Give only the count of lines that contain "formatted" in the material.

------ Data shown ------

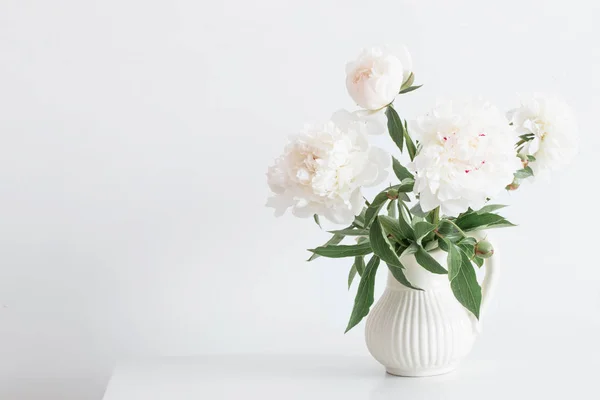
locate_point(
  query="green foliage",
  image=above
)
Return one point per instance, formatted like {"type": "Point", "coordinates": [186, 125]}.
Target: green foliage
{"type": "Point", "coordinates": [526, 172]}
{"type": "Point", "coordinates": [340, 251]}
{"type": "Point", "coordinates": [381, 245]}
{"type": "Point", "coordinates": [351, 232]}
{"type": "Point", "coordinates": [475, 221]}
{"type": "Point", "coordinates": [400, 171]}
{"type": "Point", "coordinates": [364, 296]}
{"type": "Point", "coordinates": [422, 229]}
{"type": "Point", "coordinates": [428, 262]}
{"type": "Point", "coordinates": [408, 82]}
{"type": "Point", "coordinates": [351, 275]}
{"type": "Point", "coordinates": [331, 242]}
{"type": "Point", "coordinates": [401, 277]}
{"type": "Point", "coordinates": [410, 89]}
{"type": "Point", "coordinates": [465, 287]}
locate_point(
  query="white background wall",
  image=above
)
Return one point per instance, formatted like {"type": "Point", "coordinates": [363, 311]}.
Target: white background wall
{"type": "Point", "coordinates": [135, 136]}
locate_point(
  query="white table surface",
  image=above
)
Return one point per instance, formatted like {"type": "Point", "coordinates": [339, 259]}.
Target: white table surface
{"type": "Point", "coordinates": [536, 376]}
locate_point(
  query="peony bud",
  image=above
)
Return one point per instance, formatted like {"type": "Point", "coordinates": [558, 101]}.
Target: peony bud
{"type": "Point", "coordinates": [374, 79]}
{"type": "Point", "coordinates": [484, 249]}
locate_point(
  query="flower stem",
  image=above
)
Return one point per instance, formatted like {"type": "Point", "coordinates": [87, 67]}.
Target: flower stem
{"type": "Point", "coordinates": [456, 226]}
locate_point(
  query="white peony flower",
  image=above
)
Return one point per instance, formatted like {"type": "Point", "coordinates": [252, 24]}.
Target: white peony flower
{"type": "Point", "coordinates": [554, 129]}
{"type": "Point", "coordinates": [467, 155]}
{"type": "Point", "coordinates": [324, 167]}
{"type": "Point", "coordinates": [374, 79]}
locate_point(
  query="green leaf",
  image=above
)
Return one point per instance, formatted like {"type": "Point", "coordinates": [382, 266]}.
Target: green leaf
{"type": "Point", "coordinates": [392, 209]}
{"type": "Point", "coordinates": [376, 205]}
{"type": "Point", "coordinates": [351, 232]}
{"type": "Point", "coordinates": [395, 127]}
{"type": "Point", "coordinates": [524, 173]}
{"type": "Point", "coordinates": [468, 248]}
{"type": "Point", "coordinates": [333, 241]}
{"type": "Point", "coordinates": [392, 227]}
{"type": "Point", "coordinates": [359, 220]}
{"type": "Point", "coordinates": [401, 277]}
{"type": "Point", "coordinates": [359, 263]}
{"type": "Point", "coordinates": [351, 275]}
{"type": "Point", "coordinates": [365, 294]}
{"type": "Point", "coordinates": [490, 208]}
{"type": "Point", "coordinates": [410, 146]}
{"type": "Point", "coordinates": [404, 225]}
{"type": "Point", "coordinates": [316, 218]}
{"type": "Point", "coordinates": [428, 262]}
{"type": "Point", "coordinates": [447, 230]}
{"type": "Point", "coordinates": [422, 229]}
{"type": "Point", "coordinates": [410, 89]}
{"type": "Point", "coordinates": [408, 82]}
{"type": "Point", "coordinates": [431, 245]}
{"type": "Point", "coordinates": [418, 211]}
{"type": "Point", "coordinates": [381, 245]}
{"type": "Point", "coordinates": [406, 185]}
{"type": "Point", "coordinates": [468, 222]}
{"type": "Point", "coordinates": [465, 287]}
{"type": "Point", "coordinates": [412, 249]}
{"type": "Point", "coordinates": [454, 260]}
{"type": "Point", "coordinates": [341, 251]}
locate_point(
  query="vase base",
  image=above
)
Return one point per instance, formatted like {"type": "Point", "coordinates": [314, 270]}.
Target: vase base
{"type": "Point", "coordinates": [421, 372]}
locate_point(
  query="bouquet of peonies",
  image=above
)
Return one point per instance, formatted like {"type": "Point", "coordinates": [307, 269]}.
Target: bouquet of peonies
{"type": "Point", "coordinates": [462, 154]}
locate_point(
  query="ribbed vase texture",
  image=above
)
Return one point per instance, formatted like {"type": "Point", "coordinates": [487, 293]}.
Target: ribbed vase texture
{"type": "Point", "coordinates": [420, 333]}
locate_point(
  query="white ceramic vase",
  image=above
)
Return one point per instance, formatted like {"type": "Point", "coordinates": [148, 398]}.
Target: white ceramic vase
{"type": "Point", "coordinates": [424, 333]}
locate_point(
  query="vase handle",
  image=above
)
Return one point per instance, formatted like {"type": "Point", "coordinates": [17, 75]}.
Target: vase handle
{"type": "Point", "coordinates": [487, 287]}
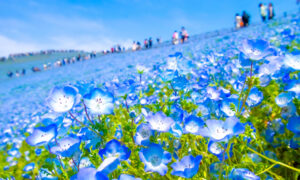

------

■ The completed task:
12